## Request
Each of the entries should be retyped precisely as it appears.

· · ·

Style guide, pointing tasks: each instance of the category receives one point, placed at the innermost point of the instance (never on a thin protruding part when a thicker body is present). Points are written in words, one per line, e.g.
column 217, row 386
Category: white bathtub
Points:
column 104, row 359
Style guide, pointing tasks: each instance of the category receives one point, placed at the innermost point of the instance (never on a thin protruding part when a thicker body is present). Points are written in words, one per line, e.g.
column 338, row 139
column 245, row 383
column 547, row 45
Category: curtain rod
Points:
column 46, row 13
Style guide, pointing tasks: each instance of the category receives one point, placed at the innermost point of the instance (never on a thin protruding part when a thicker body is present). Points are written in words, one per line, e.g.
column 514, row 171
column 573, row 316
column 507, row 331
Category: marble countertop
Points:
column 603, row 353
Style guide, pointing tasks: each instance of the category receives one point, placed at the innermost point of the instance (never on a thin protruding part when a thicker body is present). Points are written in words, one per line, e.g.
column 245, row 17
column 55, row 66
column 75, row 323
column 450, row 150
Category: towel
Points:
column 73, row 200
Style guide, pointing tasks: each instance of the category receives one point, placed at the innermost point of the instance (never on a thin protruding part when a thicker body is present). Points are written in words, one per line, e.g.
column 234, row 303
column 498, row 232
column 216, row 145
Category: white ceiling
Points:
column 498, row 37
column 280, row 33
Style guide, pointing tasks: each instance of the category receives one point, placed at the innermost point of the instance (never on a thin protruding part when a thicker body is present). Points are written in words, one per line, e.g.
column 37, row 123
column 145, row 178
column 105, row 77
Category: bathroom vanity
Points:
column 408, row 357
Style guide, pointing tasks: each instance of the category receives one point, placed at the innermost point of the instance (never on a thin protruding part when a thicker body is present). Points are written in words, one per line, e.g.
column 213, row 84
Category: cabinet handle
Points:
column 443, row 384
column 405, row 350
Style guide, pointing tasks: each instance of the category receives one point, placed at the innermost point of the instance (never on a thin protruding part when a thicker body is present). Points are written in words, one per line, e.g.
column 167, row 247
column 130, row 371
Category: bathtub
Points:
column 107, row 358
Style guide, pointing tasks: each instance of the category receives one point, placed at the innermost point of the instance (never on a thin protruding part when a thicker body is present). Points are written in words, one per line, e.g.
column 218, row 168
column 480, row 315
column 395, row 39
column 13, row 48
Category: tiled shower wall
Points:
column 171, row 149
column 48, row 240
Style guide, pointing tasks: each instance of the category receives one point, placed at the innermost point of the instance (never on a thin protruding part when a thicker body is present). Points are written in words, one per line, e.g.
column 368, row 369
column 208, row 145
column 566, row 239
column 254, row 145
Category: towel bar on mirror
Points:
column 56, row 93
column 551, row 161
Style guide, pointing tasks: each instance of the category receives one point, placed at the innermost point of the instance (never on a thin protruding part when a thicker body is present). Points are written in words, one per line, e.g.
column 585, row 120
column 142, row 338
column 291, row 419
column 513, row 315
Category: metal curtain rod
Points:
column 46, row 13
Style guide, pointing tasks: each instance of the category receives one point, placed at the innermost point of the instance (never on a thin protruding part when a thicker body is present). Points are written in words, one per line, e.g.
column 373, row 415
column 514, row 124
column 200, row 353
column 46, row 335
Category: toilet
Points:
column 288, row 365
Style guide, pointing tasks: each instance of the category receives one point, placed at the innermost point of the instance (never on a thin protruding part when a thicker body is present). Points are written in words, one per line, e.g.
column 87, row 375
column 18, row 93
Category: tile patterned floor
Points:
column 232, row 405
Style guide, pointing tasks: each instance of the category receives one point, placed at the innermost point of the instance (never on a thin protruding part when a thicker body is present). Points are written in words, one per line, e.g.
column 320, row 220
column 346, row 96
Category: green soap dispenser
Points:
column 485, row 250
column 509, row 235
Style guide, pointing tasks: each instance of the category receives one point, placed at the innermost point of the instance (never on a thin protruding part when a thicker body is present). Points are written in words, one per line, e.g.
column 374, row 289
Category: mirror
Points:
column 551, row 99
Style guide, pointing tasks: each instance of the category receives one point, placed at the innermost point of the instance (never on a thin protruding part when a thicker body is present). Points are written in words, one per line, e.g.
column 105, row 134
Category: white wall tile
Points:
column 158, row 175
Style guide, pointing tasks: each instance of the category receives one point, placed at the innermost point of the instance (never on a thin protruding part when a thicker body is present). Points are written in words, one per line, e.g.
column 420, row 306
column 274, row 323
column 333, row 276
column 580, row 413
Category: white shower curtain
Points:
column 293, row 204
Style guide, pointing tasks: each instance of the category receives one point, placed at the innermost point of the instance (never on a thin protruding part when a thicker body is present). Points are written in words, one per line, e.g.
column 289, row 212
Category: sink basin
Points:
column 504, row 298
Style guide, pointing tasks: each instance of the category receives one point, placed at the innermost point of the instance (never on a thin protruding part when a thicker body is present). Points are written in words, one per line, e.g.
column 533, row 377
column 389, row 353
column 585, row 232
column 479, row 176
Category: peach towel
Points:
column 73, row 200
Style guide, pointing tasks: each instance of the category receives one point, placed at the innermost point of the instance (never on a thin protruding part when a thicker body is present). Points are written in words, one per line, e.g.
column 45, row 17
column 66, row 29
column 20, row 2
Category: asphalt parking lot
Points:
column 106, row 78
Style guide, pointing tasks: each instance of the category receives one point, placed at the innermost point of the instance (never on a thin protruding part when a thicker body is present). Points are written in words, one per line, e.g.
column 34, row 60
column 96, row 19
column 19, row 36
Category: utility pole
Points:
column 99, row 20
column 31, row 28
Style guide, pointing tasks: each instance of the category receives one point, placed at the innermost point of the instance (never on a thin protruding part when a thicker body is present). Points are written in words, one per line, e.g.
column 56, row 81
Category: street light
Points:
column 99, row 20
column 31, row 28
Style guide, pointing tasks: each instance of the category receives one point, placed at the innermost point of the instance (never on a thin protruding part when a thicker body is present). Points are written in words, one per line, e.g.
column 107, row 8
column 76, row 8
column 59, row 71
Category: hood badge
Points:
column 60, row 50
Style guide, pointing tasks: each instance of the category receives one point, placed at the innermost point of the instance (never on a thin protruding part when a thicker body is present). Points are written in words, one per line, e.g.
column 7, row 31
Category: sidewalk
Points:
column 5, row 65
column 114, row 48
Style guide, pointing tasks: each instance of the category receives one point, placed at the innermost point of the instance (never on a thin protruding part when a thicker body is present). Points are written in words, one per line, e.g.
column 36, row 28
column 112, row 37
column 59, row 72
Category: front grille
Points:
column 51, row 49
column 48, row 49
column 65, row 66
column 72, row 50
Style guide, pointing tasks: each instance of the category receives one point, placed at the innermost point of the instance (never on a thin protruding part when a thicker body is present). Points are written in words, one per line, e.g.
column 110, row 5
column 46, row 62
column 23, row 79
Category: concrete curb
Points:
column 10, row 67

· · ·

## Result for this exercise
Style guide, pointing tasks: each instance of the category receives one point, placed at the innermost point of the instance (never on a thin protruding part when a thicker body is present). Points are written in words, one per line, e.g.
column 217, row 386
Category: white bathtub
Points:
column 104, row 359
Style guide, pointing tasks: each instance of the category receives one point, placed at the innermost point of the instance (never on a thin protruding part when a thicker body is present). Points are written in words, one per line, e.g.
column 338, row 139
column 245, row 383
column 547, row 45
Category: curtain rod
Points:
column 46, row 13
Style guide, pointing tasks: each instance of the category receives one point, placed at the innermost point of the instance (never on a thin protruding part when a thicker body is present). Points are written in words, one per line, e.g.
column 514, row 171
column 573, row 316
column 507, row 331
Category: marble countertop
Points:
column 603, row 353
Style guide, pointing tasks: each instance of the category receives one point, placed at the innermost point of the instance (never on a thin protruding part when a thicker body is present). Points are written in words, one per line, e.g.
column 245, row 17
column 55, row 66
column 75, row 323
column 450, row 150
Category: towel
Points:
column 73, row 200
Style guide, pointing tasks: each instance of the category receives one point, placed at the innermost point of the instance (never on a thin protruding part when a thicker body is present). Points are written in words, one per line, e.g.
column 234, row 303
column 498, row 232
column 216, row 145
Category: white ceiling
Points:
column 498, row 37
column 280, row 33
Style guide, pointing tasks: each instance of the category receives one point, placed at the innermost point of the instance (never on a thin protruding part when a thicker body is present). Points are written in words, one per line, e.g.
column 37, row 123
column 145, row 178
column 105, row 77
Category: bathroom vanity
Points:
column 408, row 357
Style guide, pointing tasks: each instance of the category receives one point, placed at the innermost point of the instance (never on a thin protruding part when a thicker body is present). Points are written in words, one per line, e.g.
column 213, row 84
Category: cabinet handle
Points:
column 443, row 384
column 405, row 350
Style guide, pointing tasks: each instance of the category receives one point, placed at the innermost point of the instance (never on a thin protruding part when a thicker body is present). Points are written in words, one per line, e.g.
column 167, row 247
column 130, row 371
Category: bathtub
Points:
column 107, row 358
Style guide, pointing tasks: each instance of the category receives one point, placed at the innermost point of the instance (never on a thin protruding part when a thicker body is present). Points are written in words, one per line, e.g.
column 218, row 168
column 480, row 315
column 395, row 39
column 13, row 48
Category: tiled shower wall
Points:
column 171, row 149
column 48, row 240
Style guide, pointing tasks: each instance of the category receives one point, placed at the innermost point of the instance (never on a thin protruding part when a thicker body is present). Points are written in words, one per line, e.g.
column 368, row 369
column 208, row 145
column 566, row 239
column 254, row 145
Category: towel bar on mirror
Points:
column 56, row 93
column 551, row 161
Style guide, pointing tasks: each instance of the category receives one point, placed at the innermost point of the instance (never on a thin protruding part when a thicker body is present). Points are written in words, one per line, e.g.
column 585, row 120
column 142, row 338
column 291, row 419
column 513, row 315
Category: metal curtain rod
Points:
column 46, row 13
Style guide, pointing tasks: each instance of the category receives one point, placed at the innermost point of the instance (never on a thin protruding part when a thicker body is present). Points are written in words, one per line, e.g.
column 373, row 415
column 514, row 124
column 200, row 353
column 46, row 335
Category: toilet
Points:
column 288, row 365
Style guide, pointing tasks: each instance of the category receives one point, placed at the innermost point of the instance (never on a thin protruding part when a thicker body is present). Points are written in words, one per line, e.g.
column 87, row 375
column 18, row 93
Category: tile patterned floor
Points:
column 232, row 405
Style guide, pointing tasks: each instance of the category receives one point, placed at the innermost point of the instance (never on a thin protruding part when a thicker body is present). Points are written in words, one per line, e.g.
column 320, row 220
column 346, row 96
Category: green soap dispenser
Points:
column 485, row 250
column 509, row 235
Style guide, pointing tasks: each instance of the category receives one point, placed at the innermost point of the instance (never on a thin protruding part when a thicker body is present). Points are written in words, one per line, e.g.
column 374, row 289
Category: mirror
Points:
column 551, row 99
Style guide, pointing tasks: each instance of the category receives one point, placed at the innermost point of the instance (never on a thin protruding part when a thicker body is present). Points are written in words, one per line, e.g.
column 105, row 134
Category: white wall tile
Points:
column 158, row 175
Style guide, pointing tasks: each instance of the category receives one point, placed at the innermost point of the instance (never on a thin protruding part when a thicker body is present). Points are written in words, one per line, e.g.
column 420, row 306
column 274, row 323
column 333, row 276
column 580, row 413
Category: white shower curtain
Points:
column 293, row 204
Style guide, pointing tasks: each instance of the category receives one point, placed at the innermost point of the instance (never on a thin protruding part when a thicker body is present). Points are written in words, one per line, e.g.
column 289, row 212
Category: sink basin
Points:
column 504, row 298
Style guide, pointing tasks: each instance of the category receives one point, placed at the innermost point of the instance (never on a thin protruding part when a thicker body is present). Points are written in words, one per line, e.g.
column 533, row 377
column 389, row 353
column 585, row 232
column 479, row 176
Category: peach towel
Points:
column 73, row 200
Style guide, pointing tasks: each instance of the category receives one point, placed at the innermost point of the instance (never on a thin protruding part when a thicker body is present). Points are written in words, one per line, e.g.
column 45, row 17
column 66, row 29
column 20, row 2
Category: asphalt parking lot
Points:
column 106, row 78
Style guide, pointing tasks: each instance of the category receives one point, placed at the innermost point of the instance (never on a thin protruding part when a thicker body is present). Points are written in words, one per line, e.g.
column 34, row 60
column 96, row 19
column 19, row 36
Category: utility pole
Points:
column 99, row 20
column 31, row 28
Style guide, pointing tasks: each instance of the category receives one point, placed at the innermost point of the instance (never on a thin protruding part when a thicker body is present). Points are written in words, one per line, e.g.
column 56, row 81
Category: street light
Points:
column 99, row 20
column 31, row 28
Style guide, pointing tasks: each instance of the category receives one point, placed at the innermost point of the instance (never on a thin protruding part when a thicker body is present). Points are written in words, one per line, e.g.
column 107, row 8
column 76, row 8
column 59, row 71
Category: hood badge
Points:
column 60, row 50
Style guide, pointing tasks: each instance of the category receives one point, placed at the innermost point of the instance (never on a thin protruding part when a thicker body is present). Points are written in words, one per line, e.g.
column 7, row 31
Category: sidewalk
Points:
column 5, row 65
column 114, row 48
Style guide, pointing tasks: each instance of the category receives one point, placed at the innermost point of the instance (never on a thin protruding part when a thicker body is present). Points are written in words, one per line, e.g.
column 36, row 28
column 112, row 37
column 59, row 72
Category: front grille
Points:
column 51, row 49
column 48, row 49
column 65, row 66
column 72, row 50
Style guide, pointing tasks: each instance of the category receives one point, placed at the innermost point of the instance (never on a thin protruding part when a thicker body is present). Points are written in words, one per line, e.g.
column 110, row 5
column 46, row 62
column 23, row 79
Category: concrete curb
Points:
column 10, row 67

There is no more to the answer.